**PROBLEMS TO SOLVE**.
(a) According to the text on Baltic Sea species below, where do most of the sea's species originate?
(b) For each statement, say whether it agrees with the text on Baltic Sea species below, and quote the words that decide it: (i) Low-salinity brackish water has existed in the Baltic basin for only a few thousand years. (ii) The Baltic Sea's connection to the ocean has never been more open than it is today. (iii) Marine species have had enough time to adapt to the lower salinity.
*** Opening of TEXT PASSAGE ***
The species of the Baltic Sea have adapted to brackish water
The short and variable period following the last Ice Age is reflected in the species composition of the Baltic Sea. The salinity of the water in the Baltic basin has fluctuated from freshwater to highly saline—low-salinity brackish water has only existed in the basin for a few thousand years. The number of species is small, as the brackish water of the Baltic Sea presents a challenging habitat for most organisms. The harshness of conditions is further intensified by its northern location, where the cold climate causes the sea to freeze at least partially during winter. Most species in the Baltic Sea originate from either freshwater environments or the open ocean.
After the last Ice Age, the connection between the Baltic Sea and the ocean was at times more open than it is today; only a few species have had time to evolve into true brackish water specialists. Marine species have also not had sufficient time to adapt to the lower salinity. A unique feature of the Baltic Sea is the presence of relict species—remnants of its icy history—that originate from cold Arctic seas and glacial-edge lakes from the final stages of the Ice Age.
*** Close of TEXT PASSAGE ***
*** Opening of RECORD SET ***
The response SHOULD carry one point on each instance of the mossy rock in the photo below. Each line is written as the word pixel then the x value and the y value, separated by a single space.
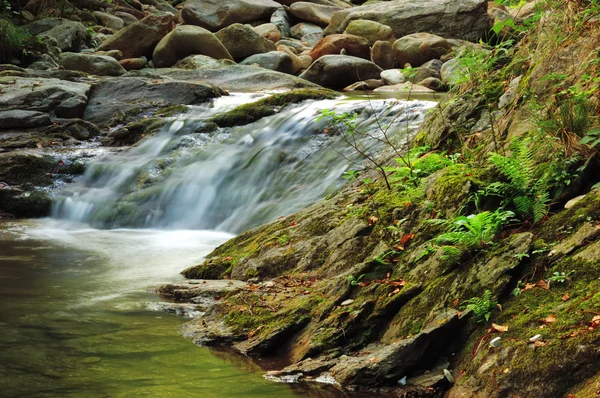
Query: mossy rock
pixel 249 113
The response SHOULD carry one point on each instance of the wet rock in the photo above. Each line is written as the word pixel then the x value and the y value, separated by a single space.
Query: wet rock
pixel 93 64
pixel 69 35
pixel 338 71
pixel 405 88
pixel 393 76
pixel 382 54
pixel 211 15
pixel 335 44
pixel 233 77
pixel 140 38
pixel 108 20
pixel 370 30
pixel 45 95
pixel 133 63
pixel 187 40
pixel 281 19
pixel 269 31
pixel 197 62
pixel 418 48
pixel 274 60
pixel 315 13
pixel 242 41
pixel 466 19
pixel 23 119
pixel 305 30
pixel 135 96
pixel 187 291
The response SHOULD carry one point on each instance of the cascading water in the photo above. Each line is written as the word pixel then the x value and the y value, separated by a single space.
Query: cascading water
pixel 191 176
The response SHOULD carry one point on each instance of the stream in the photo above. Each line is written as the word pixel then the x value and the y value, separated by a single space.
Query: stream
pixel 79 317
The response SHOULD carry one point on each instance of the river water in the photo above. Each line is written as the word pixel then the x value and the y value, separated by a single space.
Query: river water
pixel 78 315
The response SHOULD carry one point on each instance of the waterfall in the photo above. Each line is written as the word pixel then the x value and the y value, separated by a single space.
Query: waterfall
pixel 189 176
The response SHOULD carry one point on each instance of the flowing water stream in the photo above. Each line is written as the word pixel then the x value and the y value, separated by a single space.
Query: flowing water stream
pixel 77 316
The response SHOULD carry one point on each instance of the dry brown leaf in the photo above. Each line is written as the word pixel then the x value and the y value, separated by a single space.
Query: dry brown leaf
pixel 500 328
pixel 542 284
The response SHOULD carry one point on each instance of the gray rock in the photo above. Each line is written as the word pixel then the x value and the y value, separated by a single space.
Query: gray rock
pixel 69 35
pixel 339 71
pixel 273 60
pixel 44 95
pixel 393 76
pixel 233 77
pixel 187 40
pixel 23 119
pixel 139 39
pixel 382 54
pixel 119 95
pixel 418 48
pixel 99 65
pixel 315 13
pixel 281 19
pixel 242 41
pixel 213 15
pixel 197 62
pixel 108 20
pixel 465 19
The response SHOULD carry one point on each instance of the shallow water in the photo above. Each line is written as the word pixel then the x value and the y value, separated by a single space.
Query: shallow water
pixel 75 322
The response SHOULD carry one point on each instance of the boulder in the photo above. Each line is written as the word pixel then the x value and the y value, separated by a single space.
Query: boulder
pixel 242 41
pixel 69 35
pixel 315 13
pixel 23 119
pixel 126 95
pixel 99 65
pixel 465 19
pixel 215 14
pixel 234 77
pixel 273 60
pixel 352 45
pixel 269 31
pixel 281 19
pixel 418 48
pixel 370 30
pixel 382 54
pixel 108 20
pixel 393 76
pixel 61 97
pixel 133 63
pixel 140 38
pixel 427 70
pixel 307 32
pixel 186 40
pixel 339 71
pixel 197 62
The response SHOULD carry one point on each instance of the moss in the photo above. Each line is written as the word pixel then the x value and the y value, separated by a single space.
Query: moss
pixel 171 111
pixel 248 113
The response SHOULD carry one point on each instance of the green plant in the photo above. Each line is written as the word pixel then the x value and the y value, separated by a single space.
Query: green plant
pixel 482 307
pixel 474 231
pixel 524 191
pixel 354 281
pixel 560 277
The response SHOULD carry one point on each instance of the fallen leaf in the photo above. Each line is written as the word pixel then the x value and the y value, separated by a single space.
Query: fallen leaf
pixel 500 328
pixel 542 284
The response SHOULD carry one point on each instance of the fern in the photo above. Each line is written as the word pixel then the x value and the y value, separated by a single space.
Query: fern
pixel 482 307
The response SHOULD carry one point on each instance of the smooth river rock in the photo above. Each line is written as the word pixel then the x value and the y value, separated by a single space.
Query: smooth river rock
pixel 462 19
*** Close of RECORD SET ***
*** Opening of RECORD SET ***
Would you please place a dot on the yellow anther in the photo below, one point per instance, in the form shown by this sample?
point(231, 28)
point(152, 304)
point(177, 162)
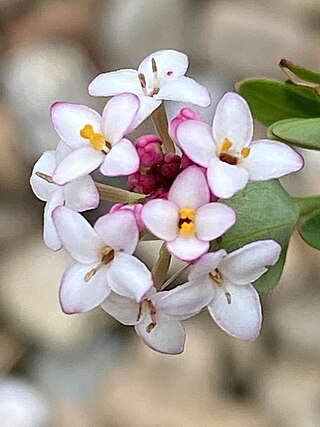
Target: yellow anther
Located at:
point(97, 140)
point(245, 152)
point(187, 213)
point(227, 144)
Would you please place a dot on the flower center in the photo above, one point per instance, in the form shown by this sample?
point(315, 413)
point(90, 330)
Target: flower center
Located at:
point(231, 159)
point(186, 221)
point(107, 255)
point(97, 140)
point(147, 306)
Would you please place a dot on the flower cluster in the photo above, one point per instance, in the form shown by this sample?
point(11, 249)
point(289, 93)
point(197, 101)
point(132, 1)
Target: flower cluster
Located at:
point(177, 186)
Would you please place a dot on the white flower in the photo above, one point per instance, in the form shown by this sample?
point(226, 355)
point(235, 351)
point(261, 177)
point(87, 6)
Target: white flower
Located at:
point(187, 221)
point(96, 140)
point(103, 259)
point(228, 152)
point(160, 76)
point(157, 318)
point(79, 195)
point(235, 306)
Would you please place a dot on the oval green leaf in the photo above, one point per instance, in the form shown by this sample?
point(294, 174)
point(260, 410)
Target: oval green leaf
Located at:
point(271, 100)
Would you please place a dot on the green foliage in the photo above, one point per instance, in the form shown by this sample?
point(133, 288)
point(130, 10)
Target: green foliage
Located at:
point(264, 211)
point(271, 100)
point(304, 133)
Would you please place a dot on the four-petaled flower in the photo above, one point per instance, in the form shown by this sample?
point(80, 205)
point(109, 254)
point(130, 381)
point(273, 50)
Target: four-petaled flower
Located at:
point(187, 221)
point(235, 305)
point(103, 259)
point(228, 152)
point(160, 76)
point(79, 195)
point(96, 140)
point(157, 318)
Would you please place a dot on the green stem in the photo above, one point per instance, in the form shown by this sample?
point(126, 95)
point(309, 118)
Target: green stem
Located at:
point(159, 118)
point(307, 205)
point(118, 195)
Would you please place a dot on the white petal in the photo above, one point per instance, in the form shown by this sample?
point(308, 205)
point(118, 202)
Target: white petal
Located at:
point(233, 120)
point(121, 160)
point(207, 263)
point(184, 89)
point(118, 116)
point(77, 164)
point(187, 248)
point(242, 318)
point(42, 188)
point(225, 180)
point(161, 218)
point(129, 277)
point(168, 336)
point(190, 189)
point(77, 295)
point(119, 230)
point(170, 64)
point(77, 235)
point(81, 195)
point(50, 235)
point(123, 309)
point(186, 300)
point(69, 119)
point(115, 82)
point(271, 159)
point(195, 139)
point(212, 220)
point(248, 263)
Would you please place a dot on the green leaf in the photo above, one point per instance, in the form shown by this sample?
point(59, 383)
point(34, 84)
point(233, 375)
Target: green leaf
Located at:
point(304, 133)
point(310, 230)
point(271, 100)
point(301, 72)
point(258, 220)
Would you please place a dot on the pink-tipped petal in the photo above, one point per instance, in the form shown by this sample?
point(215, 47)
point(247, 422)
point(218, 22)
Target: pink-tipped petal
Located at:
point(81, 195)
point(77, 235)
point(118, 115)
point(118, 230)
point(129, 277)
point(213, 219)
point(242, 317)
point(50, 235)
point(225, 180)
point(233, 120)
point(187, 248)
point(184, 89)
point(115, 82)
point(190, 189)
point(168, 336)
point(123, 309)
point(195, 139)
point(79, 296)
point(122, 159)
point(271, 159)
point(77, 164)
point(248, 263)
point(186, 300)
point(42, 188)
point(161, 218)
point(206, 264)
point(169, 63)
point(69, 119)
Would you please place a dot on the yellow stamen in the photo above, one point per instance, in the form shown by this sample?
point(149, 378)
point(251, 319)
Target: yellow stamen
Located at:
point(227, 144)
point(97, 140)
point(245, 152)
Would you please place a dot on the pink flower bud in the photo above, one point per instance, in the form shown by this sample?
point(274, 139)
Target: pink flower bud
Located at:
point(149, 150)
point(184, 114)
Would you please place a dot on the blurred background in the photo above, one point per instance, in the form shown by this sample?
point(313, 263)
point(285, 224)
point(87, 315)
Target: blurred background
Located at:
*** Close of RECORD SET ***
**WRITTEN RESPONSES**.
(a) From either freshwater environments or the open ocean.

(b)
(i) Yes: "low-salinity brackish water has only existed in the basin for a few thousand years"
(ii) No: "the connection between the Baltic Sea and the ocean was at times more open than it is today"
(iii) No: "Marine species have also not had sufficient time to adapt to the lower salinity"